=== Goal ===
Count the lines in the material below that contain the string "shrub". Reply with the number only.
━━━━
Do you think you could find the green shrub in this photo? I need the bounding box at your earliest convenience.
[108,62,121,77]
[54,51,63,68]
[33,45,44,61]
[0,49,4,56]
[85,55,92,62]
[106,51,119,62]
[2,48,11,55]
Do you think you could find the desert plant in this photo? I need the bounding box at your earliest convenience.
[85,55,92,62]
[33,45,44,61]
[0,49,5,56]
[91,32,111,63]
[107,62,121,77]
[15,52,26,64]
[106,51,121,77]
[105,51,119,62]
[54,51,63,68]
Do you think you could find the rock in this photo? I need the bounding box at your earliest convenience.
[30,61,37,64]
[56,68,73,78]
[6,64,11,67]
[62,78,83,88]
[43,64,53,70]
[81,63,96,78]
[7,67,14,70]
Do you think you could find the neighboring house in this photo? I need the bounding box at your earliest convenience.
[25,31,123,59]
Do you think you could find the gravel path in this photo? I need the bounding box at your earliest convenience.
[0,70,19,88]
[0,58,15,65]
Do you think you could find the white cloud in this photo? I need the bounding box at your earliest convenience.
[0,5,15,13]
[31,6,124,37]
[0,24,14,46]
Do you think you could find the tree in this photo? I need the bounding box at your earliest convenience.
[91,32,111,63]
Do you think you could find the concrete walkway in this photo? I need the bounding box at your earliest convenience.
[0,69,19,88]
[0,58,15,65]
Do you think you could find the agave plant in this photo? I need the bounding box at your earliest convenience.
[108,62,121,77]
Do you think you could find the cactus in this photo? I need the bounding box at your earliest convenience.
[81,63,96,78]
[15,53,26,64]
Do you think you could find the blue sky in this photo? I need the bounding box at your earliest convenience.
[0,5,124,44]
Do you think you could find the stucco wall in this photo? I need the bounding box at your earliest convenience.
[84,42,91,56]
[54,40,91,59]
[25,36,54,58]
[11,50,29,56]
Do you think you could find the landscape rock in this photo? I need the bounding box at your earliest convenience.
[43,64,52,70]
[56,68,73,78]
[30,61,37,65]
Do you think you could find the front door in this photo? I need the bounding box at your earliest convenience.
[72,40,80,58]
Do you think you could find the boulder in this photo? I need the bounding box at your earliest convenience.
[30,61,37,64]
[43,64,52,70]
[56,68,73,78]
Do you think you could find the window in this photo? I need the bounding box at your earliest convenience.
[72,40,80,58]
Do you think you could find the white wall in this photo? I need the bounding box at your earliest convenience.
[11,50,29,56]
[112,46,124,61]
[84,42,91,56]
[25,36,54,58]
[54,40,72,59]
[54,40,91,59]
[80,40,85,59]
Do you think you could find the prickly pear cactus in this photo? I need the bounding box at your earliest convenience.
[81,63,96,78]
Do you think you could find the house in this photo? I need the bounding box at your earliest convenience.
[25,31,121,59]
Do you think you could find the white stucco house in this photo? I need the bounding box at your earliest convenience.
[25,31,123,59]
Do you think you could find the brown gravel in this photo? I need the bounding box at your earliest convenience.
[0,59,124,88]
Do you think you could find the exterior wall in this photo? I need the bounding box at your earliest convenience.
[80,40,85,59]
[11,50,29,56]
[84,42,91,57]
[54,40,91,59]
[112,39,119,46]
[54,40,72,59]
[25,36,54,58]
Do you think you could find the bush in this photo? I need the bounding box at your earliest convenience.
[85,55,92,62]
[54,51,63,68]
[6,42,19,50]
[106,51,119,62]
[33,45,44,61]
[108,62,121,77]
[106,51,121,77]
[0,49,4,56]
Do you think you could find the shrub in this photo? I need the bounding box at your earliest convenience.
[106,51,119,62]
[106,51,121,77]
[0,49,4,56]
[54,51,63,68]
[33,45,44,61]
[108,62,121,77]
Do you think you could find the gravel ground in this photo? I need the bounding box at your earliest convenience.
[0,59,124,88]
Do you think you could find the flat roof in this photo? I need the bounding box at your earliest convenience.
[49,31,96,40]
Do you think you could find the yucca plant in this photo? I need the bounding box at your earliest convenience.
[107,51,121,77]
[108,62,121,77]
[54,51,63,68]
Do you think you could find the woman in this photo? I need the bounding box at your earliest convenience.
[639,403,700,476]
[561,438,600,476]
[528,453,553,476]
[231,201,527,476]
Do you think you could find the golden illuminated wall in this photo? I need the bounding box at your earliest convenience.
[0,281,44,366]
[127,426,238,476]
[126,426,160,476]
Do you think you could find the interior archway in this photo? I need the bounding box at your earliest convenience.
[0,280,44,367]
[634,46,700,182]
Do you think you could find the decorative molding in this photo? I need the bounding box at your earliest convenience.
━━━━
=== Exercise result ===
2